_TASK BRIEF:_ Find the line that contains "Find the frog's eye". Repeat that line and all lines following it, exactly, through the end of the listing below.

····················

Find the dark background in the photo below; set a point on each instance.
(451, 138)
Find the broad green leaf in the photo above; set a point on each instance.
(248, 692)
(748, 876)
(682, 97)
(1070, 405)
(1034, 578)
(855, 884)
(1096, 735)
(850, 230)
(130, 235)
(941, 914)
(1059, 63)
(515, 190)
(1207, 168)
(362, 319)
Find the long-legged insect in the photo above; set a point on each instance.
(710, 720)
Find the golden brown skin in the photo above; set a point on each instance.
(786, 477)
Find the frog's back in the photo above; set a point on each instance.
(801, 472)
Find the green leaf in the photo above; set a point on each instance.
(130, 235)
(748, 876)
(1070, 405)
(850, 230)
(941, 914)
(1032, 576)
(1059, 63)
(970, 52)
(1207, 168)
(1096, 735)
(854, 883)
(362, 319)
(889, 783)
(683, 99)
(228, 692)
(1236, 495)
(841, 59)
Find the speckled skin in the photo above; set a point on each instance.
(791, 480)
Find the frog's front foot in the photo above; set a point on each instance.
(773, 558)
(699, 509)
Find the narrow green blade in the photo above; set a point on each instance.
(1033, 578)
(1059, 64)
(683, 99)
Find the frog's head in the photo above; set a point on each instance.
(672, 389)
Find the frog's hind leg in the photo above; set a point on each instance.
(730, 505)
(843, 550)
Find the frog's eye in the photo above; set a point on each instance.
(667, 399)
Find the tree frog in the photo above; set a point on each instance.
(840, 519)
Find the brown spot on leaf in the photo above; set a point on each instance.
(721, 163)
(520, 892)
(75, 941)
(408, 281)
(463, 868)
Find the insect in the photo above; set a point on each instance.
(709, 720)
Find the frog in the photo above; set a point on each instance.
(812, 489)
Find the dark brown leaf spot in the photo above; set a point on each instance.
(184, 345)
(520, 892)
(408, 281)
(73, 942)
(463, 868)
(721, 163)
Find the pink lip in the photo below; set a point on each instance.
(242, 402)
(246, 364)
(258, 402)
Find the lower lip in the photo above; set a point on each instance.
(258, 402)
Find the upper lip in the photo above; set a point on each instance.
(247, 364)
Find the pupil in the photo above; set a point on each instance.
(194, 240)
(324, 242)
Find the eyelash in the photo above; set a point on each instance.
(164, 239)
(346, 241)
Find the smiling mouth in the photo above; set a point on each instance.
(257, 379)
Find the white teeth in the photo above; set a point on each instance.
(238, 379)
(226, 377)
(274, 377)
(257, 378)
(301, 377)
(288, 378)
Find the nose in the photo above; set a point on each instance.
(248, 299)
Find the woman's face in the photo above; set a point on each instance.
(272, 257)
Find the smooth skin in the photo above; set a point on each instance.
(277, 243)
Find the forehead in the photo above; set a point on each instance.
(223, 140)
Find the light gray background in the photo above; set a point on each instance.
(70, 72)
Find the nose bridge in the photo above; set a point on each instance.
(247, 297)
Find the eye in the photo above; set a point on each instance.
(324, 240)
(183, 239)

····················

_THE SOLUTION:_
Find the frog's eye in the photo above; set a point on each instance.
(667, 399)
Find the tree frog in the photo above; set a point on each instance.
(840, 519)
Find the brown spot on leaf in the photo above; set a point on each instance.
(721, 163)
(520, 892)
(75, 941)
(408, 281)
(463, 868)
Find the insect in the photo above; set a point on each instance.
(709, 720)
Find the frog in the photo above; set a point on each instance.
(812, 489)
Find the dark brown leaf spot in the photo above; set a point on each instance.
(184, 345)
(520, 892)
(408, 281)
(73, 942)
(463, 868)
(721, 163)
Find the pink lip in the photo below; set a point on each instance.
(242, 402)
(246, 364)
(258, 402)
Find the lower lip in the photo above; set a point on each instance.
(258, 402)
Find the upper lip in the photo above; set a point on each instance.
(247, 364)
Find the pupil in the photo above; set a point on each instance.
(194, 240)
(324, 242)
Find the eyelash in the photo above; set a point on each instance.
(164, 239)
(346, 241)
Find the smiling mouth in the photo above; set a point on each instance.
(257, 379)
Find the white teeth in the photo above; set a point on each instance.
(238, 379)
(226, 377)
(274, 377)
(257, 378)
(301, 377)
(288, 378)
Find the nose in the photo above; set a point on each instance.
(248, 299)
Find the woman's face in the photo above; set a point on each instance.
(272, 257)
Find the smooth skin in the photo above; set a point on each instance.
(277, 243)
Find the forehead in the photo above; set a point on each instance.
(223, 140)
Find the light gray background in the photo above; set a point on each instance.
(70, 72)
Find the nose bridge in the photo above; set a point on each instance.
(247, 297)
Find the eye in the photo above; set a point on each instance.
(324, 240)
(183, 239)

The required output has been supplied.